Task to carry out:
Return the lines below verbatim, without any alteration.

Entries:
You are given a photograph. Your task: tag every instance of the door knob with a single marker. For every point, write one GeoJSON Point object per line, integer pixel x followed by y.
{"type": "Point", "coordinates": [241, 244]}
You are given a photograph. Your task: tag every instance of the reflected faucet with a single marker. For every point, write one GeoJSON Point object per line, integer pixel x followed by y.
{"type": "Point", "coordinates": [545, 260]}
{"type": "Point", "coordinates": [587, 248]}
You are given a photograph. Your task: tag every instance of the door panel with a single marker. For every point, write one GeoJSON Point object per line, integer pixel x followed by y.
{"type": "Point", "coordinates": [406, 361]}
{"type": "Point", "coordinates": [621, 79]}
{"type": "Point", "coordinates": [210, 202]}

Completed exercise:
You are given a photograph. Your task: tag every instance of the door knob with a single marker. For every point, write one GeoJSON Point object per line, integer pixel x followed by y.
{"type": "Point", "coordinates": [241, 244]}
You are given a photograph. Your task: tag every instance of the reflected faucet with a single marker. For every point, write one GeoJSON Point object per line, integer pixel x followed by y.
{"type": "Point", "coordinates": [545, 260]}
{"type": "Point", "coordinates": [587, 248]}
You are given a photograph. Your task: tag every instance of the door panel with a single marker. For every point, write one GeoJSON Point object per line, integer pixel x followed by y.
{"type": "Point", "coordinates": [406, 361]}
{"type": "Point", "coordinates": [621, 79]}
{"type": "Point", "coordinates": [210, 202]}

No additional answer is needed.